### DOCUMENT SEGMENT
▬▬▬

We have recently been appointed alongside our friends at DTZ to develop a delivery strategy for Stafford Town Centre.
The 5 month project will draw upon URBED's experience of working in Town Centres. This experience includes authoring the report Vital and Viable Town Centres; Meeting the Challenge (HMSO) which was commissioned by the Government in the mid 1990's to inform their town centre policy (Later to become PPG 6: Planning for Town Centres).
Since that time the ideas in the report have had a profound effect on the UK's high streets, stemming the damage done through the Laissez-faire policies of the 1980s and introducing many of the ideas used to revive the high street, most recently championed by the Portas Review.
The fundamental idea behind the Vital and Viable Town Centres report was that town centres can’t rely on the loyalty of their traditional captive markets but have to market and promote themselves, diversify their activities and make themselves much more convenient and attractive. URBED structured these ideas around the ‘4As’ which have since been used as the basis for many town centre strategies.
Attractions: The question to ask is why people would want to come into the town? Many town centre uses depend on existing footfall - they do not, in themselves, attract people but rely on people being attracted by other activities. The attractors include the larger stores, as every shopping centre developer will tell you.
However they also include markets and leisure uses, events and temporary attractions, tourist attractions and specialist retail quarters. They can also include offices (which generate good footfall during the day) and housing which generates footfall in the evening and at weekends.

▬▬▬

### QUESTIONS TO ANSWER
[A] According to the Stafford Town Centre text, when does housing generate footfall?
[B] Continue the Stafford Town Centre text from its last sentence.

### PROVIDED INFORMATION
▬▬▬

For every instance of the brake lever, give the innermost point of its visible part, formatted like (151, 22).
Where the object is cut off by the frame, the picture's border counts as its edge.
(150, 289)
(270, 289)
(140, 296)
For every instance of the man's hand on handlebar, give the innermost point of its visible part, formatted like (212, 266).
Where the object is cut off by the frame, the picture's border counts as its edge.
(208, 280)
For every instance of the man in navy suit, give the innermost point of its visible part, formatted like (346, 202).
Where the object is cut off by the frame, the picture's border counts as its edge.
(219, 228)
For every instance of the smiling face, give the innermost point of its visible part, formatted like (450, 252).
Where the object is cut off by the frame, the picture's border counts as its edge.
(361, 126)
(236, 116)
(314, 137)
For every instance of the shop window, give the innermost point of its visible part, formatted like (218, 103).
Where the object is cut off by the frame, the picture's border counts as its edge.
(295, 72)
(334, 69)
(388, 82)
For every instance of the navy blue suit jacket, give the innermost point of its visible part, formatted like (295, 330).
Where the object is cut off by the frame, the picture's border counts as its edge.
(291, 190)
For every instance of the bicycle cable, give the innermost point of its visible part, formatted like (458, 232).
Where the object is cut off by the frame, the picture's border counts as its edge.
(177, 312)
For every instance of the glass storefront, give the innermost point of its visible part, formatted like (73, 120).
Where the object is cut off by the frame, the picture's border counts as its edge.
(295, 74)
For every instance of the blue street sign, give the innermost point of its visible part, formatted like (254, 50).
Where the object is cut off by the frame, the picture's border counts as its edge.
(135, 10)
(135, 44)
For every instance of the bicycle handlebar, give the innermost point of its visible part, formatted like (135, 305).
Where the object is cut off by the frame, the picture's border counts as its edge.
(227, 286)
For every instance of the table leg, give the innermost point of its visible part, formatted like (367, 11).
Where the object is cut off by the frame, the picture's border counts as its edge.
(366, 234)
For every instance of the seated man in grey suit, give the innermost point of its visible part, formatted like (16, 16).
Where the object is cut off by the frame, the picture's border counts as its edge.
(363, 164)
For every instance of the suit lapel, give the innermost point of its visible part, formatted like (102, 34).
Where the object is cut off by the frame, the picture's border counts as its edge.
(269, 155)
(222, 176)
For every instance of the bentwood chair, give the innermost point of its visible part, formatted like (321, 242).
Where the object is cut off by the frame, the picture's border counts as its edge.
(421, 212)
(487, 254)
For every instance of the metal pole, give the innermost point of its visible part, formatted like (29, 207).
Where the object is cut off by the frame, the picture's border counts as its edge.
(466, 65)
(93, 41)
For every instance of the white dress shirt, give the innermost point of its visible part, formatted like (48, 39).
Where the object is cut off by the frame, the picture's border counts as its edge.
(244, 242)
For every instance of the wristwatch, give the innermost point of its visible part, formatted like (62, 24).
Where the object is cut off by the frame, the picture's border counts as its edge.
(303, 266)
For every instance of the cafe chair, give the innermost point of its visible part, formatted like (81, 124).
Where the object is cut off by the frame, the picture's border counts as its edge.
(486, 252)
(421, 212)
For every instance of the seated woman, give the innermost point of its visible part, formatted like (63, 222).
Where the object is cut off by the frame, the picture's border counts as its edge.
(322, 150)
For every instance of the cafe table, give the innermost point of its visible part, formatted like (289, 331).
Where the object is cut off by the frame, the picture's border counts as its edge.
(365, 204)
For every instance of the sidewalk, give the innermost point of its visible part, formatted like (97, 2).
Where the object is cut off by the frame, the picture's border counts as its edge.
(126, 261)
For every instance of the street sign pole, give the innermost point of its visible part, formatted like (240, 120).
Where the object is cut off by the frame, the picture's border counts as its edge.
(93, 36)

▬▬▬

### ANSWERS FOR THE TASKS
[A] Housing generates footfall in the evening and at weekends.

[B]
Access: Places with very strong attractors (such as York) can afford to be difficult to get to. People will want to go there, come-what-may and will be willing to put up with compulsory Park-and-Ride etc… Other places need to work a little harder to make themselves easy and convenient to reach. People will not come into town if parking is difficult and expensive, if public transport is poor and if the walking experience is unpleasant. Centres competing with the free parking, offered by out-of-town centres need to pull off the difficult trick of ensuring that car access is easy and parking convenient while also not allowing themselves to be dominated by traffic, intrusive road infrastructure and surface parking .
Amenity: Attractions will only really work if people find the town attractive. They will not be attracted if it appears to be run down, dirty or strewn with litter. They will react against poor quality, shabby buildings and environments that are dominated by traffic or which feel unsafe. Towns have some advantages in this respect, being able to offer authentic environments rather than the artificial experience of out-of-town centres but while people value authenticity they still want the quality of the environment to be good.
Action: The final ‘A’ relates to the capacity of a town to do something about these issues. Out-of-town centres and malls have the advantage of single ownership and a management structure funded by service charges paid by occupants. Successful towns are those that can be equally flexible and responsive to coordinate action and address issues quickly when they arise. The town centre management movement in recent years has done a huge amount to improve town centres but it can also be achieved through effective town councils and town centre business forums.
The four As provide a framework to consider the issues faced by town centres in the round. Too many strategies only address the symptoms of problems - improving the environment of the town without providing attractions, dealing with attractions but without removing barriers to access.